### Extracted text
..........

Due to the lack of mode selection capability, single whispering-gallery-mode (WGM) lasing is a challenge to achieve. In bottle microresonators, the highly nondegenerated WGMs are spatially well-separated along the long-axis direction and provide mode selection according to their axial mode numbers. In this work, we use a loss-engineering approach to suppress the higher-order WGMs and demonstrate single-mode lasing emission in small polymer bottle microresonators. The fiber tapers are not only used to couple pump light into the bottle microresonators to excite the WGMs but also to bring optical losses that are induced from the diameter mismatch between fiber tapers and microresonators. By adjusting the coupling positions, the diameters of fiber tapers, and the coupling angles, single fundamental-mode lasing is efficiently generated with side-mode suppression factors over 15 dB. Our loss-engineering approach is convenient just by moving the fiber taper and may find promising applications in miniature tunable single-mode lasers and sensors.
© 2017 Chinese Laser Press
Whispering gallery mode (WGM) microcavities influence light to circulate for a long time along equatorial trajectories close to the surface before it is scattered or absorbed, thus achieving attractive advantages of long photon lifetime, strong optical field confinement, and in-plane emission, which have been applied to many applications, including lasing, sensing, and optical communications [1–6]. Up to now, various structures have been demonstrated for generating WGM lasers, such as microspheres, microrings, microdroplets, microdisks, microtoroids, and microfibers. Typically, WGM lasers are usually multimode due to the lack of a mode selection strategy [3,6–8]. Reducing the size of the microcavities is a direct way to realize single-mode lasing, and another possible strategy is to use coupled cavities through the Vernier effect [9–11] and the parity-time symmetry effect [12,13].

..........

Continue the passage on single-mode lasing in bottle microresonators from its last sentence.

..........

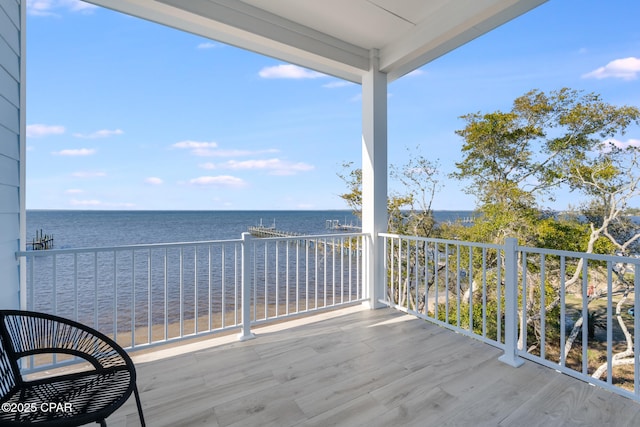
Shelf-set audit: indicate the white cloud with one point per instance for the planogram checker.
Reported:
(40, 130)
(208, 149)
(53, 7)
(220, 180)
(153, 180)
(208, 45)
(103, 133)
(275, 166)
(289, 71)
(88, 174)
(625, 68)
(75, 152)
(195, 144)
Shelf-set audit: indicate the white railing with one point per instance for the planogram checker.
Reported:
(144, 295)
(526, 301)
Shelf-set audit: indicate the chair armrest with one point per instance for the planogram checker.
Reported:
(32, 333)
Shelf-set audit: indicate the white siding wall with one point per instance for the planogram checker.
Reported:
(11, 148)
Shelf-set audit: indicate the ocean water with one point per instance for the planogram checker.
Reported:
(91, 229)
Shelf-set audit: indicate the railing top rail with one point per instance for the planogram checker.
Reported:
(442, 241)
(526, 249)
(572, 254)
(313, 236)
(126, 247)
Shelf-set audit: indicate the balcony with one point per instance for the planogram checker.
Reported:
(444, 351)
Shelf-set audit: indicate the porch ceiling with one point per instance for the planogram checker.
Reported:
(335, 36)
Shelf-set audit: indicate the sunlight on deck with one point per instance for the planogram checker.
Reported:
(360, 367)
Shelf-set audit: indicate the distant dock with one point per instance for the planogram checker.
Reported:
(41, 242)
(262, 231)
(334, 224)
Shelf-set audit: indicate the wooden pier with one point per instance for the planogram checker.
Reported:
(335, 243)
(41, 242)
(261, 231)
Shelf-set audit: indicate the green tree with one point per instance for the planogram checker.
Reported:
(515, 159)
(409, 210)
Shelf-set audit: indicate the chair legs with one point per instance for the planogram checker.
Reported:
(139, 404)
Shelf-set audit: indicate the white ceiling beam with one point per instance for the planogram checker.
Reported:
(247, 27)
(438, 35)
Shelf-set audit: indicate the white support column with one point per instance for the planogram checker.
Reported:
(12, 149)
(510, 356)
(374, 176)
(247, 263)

..........

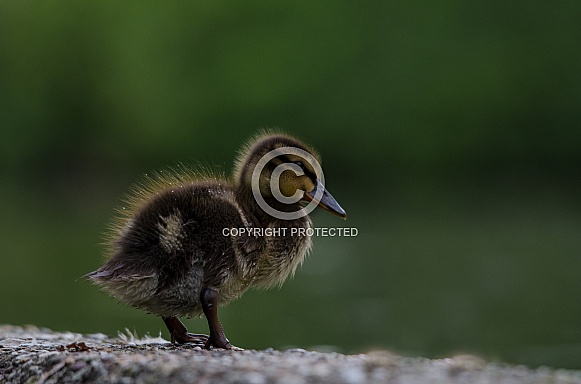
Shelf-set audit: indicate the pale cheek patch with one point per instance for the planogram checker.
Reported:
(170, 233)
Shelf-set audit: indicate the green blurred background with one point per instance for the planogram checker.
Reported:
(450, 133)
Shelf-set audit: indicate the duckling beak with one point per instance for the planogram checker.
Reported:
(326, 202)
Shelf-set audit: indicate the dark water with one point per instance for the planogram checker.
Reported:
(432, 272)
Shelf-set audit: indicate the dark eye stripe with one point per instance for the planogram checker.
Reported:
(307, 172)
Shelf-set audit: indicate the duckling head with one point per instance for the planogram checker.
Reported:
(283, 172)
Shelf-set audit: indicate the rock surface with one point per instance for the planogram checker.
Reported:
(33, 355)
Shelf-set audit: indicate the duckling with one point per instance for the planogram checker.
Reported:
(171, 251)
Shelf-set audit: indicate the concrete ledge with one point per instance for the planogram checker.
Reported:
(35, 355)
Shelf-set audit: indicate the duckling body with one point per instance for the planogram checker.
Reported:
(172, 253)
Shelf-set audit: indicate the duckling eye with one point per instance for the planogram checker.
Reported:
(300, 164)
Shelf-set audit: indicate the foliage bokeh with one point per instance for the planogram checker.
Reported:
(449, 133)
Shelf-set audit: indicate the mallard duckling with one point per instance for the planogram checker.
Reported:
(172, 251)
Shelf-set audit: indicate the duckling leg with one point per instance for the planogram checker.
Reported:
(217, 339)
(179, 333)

..........

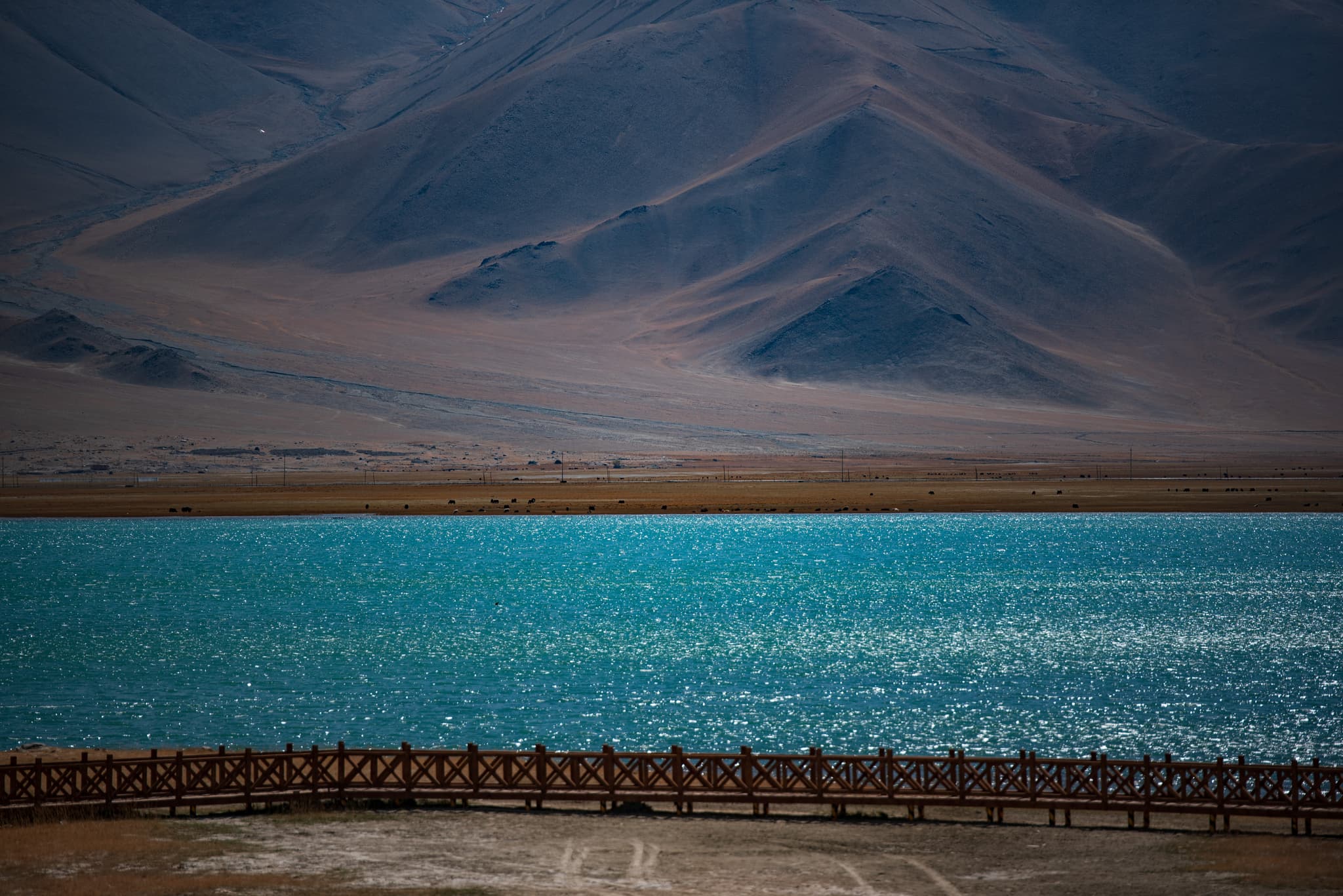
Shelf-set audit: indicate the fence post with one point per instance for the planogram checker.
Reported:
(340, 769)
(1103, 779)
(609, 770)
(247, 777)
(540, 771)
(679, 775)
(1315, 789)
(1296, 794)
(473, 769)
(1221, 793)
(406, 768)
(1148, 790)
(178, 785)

..........

### Output of the task
Recently, bottle microresonators have attracted considerable interest in many applications such as compact optical delay lines, cavity optomechanics, lasing, electromagnetically induced transparency-like phenomenons, and nonlinear optics [14–20]. The highly prolate shapes provide rich spectral features with different intensity distributions along the bottle length, which can be exploited to manipulate resonant modes according to their axial mode numbers and thereby reduce the number of resonances in the spectrum [21,22]. Polymers are good hosts for various lasing gain dopants with advantages of easy processing, mechanical flexibility, and low cost. For example, high-quality polymer microfiber resonators are fabricated to generate WGM lasers, with advantages of tunability, single-mode operation, and enhanced refractive index sensing [11,23]. More recently, we used interference light patterns to spatially overlap the intensity profile of a desired WGM and demonstrated single-mode lasing in polymer bottle microresonators . Attractive advantages, including high side-mode suppression factors (SMSFs) greater than 20 dB, large spectral tunability greater than 8 nm, low lasing threshold, and reversible control, are presented.
Using a fiber taper to couple light into WGM resonators is a common and efficient approach [7,25]. Under critical conditions, high coupling efficiency up to 99% can occur by carefully choosing the diameters of fiber tapers and the gap distance between fiber tapers and resonators . Usually, due to the diameter mismatch between fiber tapers and resonators, although a small portion of input power can be coupled into resonators, the coupling between fiber tapers and resonators will induce relative large scattering loss. In this work, we use this scattering loss to suppress the higher-order WGMs and demonstrate single-mode lasing emission in small polymer bottle microresonators. When the fiber taper is placed on the side surface of microresonator center, higher-order modes will suffer large optical losses, and only the fundamental mode can be efficiently excited. By carefully adjusting the coupling position and the diameters of the fiber taper, single WGM lasing is demonstrated.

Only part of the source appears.